**RECORDS PROVIDED**
╭──

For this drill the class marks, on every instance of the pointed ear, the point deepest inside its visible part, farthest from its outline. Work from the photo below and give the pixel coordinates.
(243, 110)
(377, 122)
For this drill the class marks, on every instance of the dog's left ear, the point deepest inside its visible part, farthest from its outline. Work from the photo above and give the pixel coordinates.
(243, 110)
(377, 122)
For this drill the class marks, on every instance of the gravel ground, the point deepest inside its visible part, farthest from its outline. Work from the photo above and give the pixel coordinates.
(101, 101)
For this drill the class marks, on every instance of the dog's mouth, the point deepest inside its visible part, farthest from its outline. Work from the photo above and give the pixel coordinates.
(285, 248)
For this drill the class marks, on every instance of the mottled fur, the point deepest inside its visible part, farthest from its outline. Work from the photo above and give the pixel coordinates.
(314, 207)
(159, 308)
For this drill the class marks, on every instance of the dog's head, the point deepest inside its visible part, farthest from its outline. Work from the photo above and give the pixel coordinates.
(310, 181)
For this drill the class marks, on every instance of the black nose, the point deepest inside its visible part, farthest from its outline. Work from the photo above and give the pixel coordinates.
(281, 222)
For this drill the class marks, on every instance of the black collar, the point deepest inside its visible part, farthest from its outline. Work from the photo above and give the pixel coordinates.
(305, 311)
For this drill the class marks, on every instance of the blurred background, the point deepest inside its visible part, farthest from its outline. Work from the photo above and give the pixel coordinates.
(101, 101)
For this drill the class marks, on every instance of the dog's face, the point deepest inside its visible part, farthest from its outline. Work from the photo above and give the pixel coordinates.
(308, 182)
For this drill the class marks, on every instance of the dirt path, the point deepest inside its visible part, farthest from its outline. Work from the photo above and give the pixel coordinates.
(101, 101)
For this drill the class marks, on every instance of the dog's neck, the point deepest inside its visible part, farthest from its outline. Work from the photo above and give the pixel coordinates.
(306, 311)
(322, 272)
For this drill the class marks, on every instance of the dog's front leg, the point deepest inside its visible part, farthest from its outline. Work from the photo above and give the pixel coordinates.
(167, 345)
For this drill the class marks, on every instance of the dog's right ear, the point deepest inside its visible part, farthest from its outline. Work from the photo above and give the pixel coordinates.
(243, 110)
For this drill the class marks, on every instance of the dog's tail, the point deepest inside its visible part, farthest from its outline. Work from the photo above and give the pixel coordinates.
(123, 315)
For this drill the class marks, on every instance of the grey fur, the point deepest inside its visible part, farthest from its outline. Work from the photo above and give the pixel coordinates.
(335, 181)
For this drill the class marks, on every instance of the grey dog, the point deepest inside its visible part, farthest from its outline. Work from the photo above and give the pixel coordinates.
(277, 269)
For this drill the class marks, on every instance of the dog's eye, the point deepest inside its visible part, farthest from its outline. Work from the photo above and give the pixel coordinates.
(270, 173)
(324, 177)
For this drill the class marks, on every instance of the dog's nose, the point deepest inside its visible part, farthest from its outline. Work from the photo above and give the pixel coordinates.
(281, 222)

╰──

**WHAT IS NEEDED**
Could you reproduce the data above exactly as given?

**RESULT**
For this drill the class marks, on every instance of the pointed ear, the point deepest inside its visible part, farthest from its outline. Work from the photo below and give the pixel coordinates.
(243, 110)
(377, 122)
For this drill the class marks, on every instance of the dog's left ear, the point deepest inside its visible part, farthest from its outline. Work from the photo above and give the pixel coordinates.
(243, 110)
(377, 122)
For this drill the class marks, on every instance of the gravel ground, the point deepest inside its visible part, farthest from its outline. Work from the photo above and give the pixel coordinates.
(101, 101)
For this drill the class marks, on every instance of the dog's mouth, the point deepest inside its visible part, farthest from its outline. Work from the photo above and give the pixel coordinates.
(285, 248)
For this drill the class marks, on every instance of the mottled fur, the point deepest inside its visible part, farthest from its outline. Work from the photo above and give the pixel coordinates.
(314, 207)
(159, 308)
For this drill the class marks, on every instance of the dog's head, the point deepest inside its visible part, farthest from its outline. Work from the photo above and give the pixel coordinates.
(310, 181)
For this drill the class marks, on every instance of the black nose, the point deepest inside its visible part, farthest from its outline. Work from the photo above and give the pixel coordinates.
(281, 222)
For this drill the class marks, on every instance of the black collar, the point deepest inside its visible part, farthest from its outline. Work from the photo above and give the pixel coordinates.
(305, 311)
For this drill the class marks, on every instance of the blurred background, the point deepest inside its visible part, farthest from its outline. Work from the photo above and give the pixel coordinates.
(101, 101)
For this drill the class marks, on every instance of the dog's face, the point deepest inside its visible part, farthest from its outline. Work from the photo above and give the pixel coordinates.
(308, 182)
For this drill the class marks, on every instance of the dirt path, the point deepest inside its visible part, farthest from its outline. Work from the photo above and give the pixel coordinates.
(101, 101)
For this drill the class marks, on every instance of the dog's neck, the point deepest inside its visible part, farthest from its outline. Work from the photo above and give the pixel coordinates.
(306, 311)
(322, 272)
For this drill the class marks, on every instance of the dog's front leg, the point deepest inside its visible part, farthest from its outline. Work from the photo above and give the pixel coordinates.
(167, 345)
For this drill the class marks, on every instance of the dog's right ear, the point deepest inside its visible part, farthest from its outline. Work from the photo above and give the pixel coordinates.
(243, 110)
For this drill the class marks, on every instance of the dog's tail, the point deepest inside its visible part, farthest from its outline. Work from the photo above and give the pixel coordinates.
(123, 315)
For this drill the class marks, on every instance of the grey fur, the point deepest inside its visible part, farthest from its outline. Work from the photo above and give the pixel coordinates.
(335, 181)
For this drill the class marks, on every instance of the grey dog, the point deepest inside its visible part, farthest from its outline. Work from the photo above and give the pixel coordinates.
(277, 269)
For this drill the class marks, on every instance of the dog's eye, the point deepest inside its visible part, farthest from its outline. Work from the photo above and give the pixel coordinates.
(270, 173)
(324, 177)
For this drill the class marks, on every instance of the dog's nose, the point deepest inside its visible part, farthest from its outline. Work from the photo above and give the pixel coordinates.
(281, 222)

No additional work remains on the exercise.